# WHAT NEEDS TO BE DONE
Each entry should be repeated exactly. Its pictures should not be.

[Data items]
#####

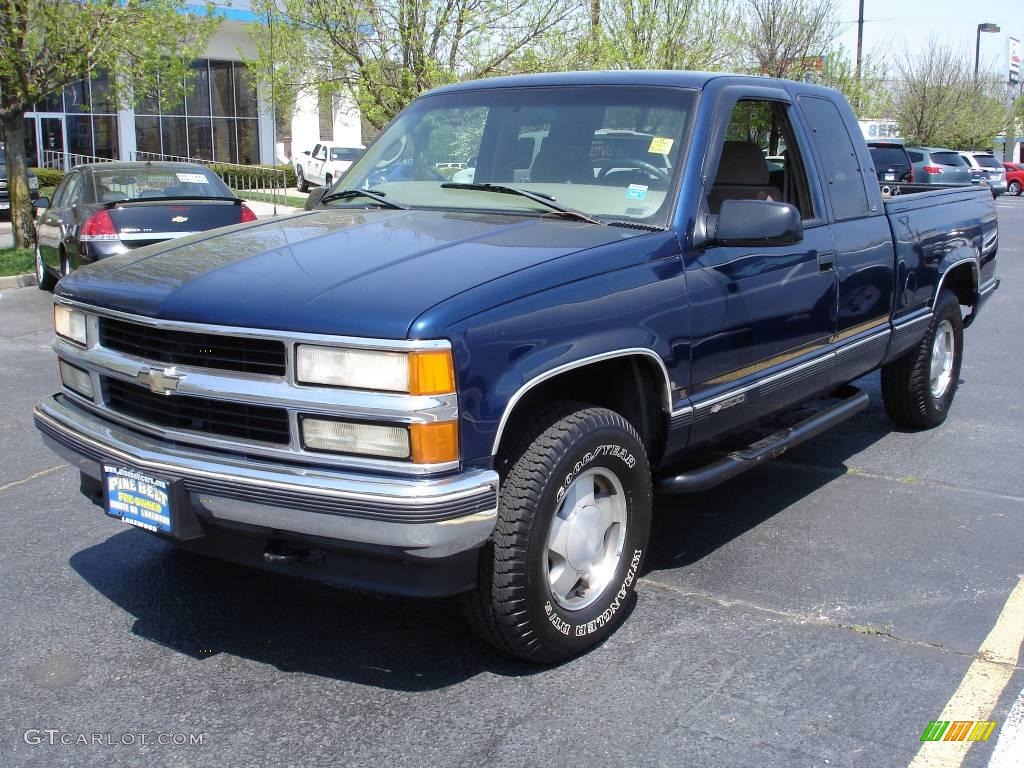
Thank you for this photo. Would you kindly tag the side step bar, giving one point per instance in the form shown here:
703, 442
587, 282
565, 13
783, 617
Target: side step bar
853, 401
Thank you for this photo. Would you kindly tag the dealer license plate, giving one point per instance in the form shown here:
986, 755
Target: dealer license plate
137, 499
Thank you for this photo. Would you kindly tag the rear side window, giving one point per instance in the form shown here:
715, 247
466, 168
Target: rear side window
888, 156
839, 158
948, 158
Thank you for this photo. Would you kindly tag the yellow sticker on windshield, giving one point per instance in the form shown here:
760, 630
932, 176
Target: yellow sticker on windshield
659, 145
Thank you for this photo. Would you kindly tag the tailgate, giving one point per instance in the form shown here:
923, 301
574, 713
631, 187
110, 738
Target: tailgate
142, 222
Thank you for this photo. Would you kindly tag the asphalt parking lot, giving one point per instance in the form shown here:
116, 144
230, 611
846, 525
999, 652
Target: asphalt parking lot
820, 610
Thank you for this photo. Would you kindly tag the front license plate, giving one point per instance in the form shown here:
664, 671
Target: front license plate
137, 499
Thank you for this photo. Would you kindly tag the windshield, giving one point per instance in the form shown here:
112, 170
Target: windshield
611, 152
156, 181
344, 153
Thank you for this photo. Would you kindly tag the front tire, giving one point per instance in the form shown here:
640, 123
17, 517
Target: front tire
559, 573
44, 280
919, 388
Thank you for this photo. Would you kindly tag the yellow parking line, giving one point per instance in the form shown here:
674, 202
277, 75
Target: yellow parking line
982, 685
33, 476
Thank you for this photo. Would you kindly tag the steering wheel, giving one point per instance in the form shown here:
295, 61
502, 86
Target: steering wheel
640, 165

#####

# OUTPUT BELOW
Thank you for this photo. Would you kindly tag the side step bar, giving one point per instance in the form shown here:
703, 442
587, 282
565, 13
783, 617
Target: side step bar
853, 401
Thank you for this photo. Would you kindly tag the dealer license plate, giving one point per instance in the form shown here:
986, 755
Target: dealer license plate
137, 499
Thank you for this photo. Would you kindly tag the rear side window, giving one point per instance in the form shown here:
715, 247
466, 168
Target: rear side window
888, 156
839, 158
948, 158
Thank you for this photo. Would you kindly tag the yellow sticker on windshield, giving one point per instance in the form shown here:
760, 630
932, 176
Target: yellow sticker on windshield
659, 145
Thank you for this photo. Would you kindly tag the tailgate, giving one point per instance in the form shown here:
923, 301
574, 713
631, 187
110, 738
Target: tailgate
142, 222
Thank you for this photo. Would you kindly tag the asphalt parking lot, giving one point per instance in the form shown here:
116, 144
230, 611
846, 525
999, 652
Target: asphalt parking lot
820, 610
Thank you for this photo. Would you kindly tag the front license plate, giving one point per instance in the form shown here:
664, 671
Target: front license plate
137, 499
Thank you for this photo. Would you kindly tag the windshield, giving one point per instance in the form shown here:
112, 170
Target: windshield
611, 152
156, 181
344, 153
Thank you for this photo. Would you kindly tag the front tire, giving one point per instance in the form shown here:
640, 123
17, 517
Target: front tire
559, 573
44, 280
919, 388
Thank you for this photo. Would you kindly tag the yellow parking line, giving one point per instance in the form shown here:
674, 202
277, 75
Target: yellow parking line
982, 685
33, 476
Thank you for this photo. Would you kindly tag the steering wheel, giving one point per instance in the form shown here:
295, 61
502, 86
Target: steering wheel
640, 165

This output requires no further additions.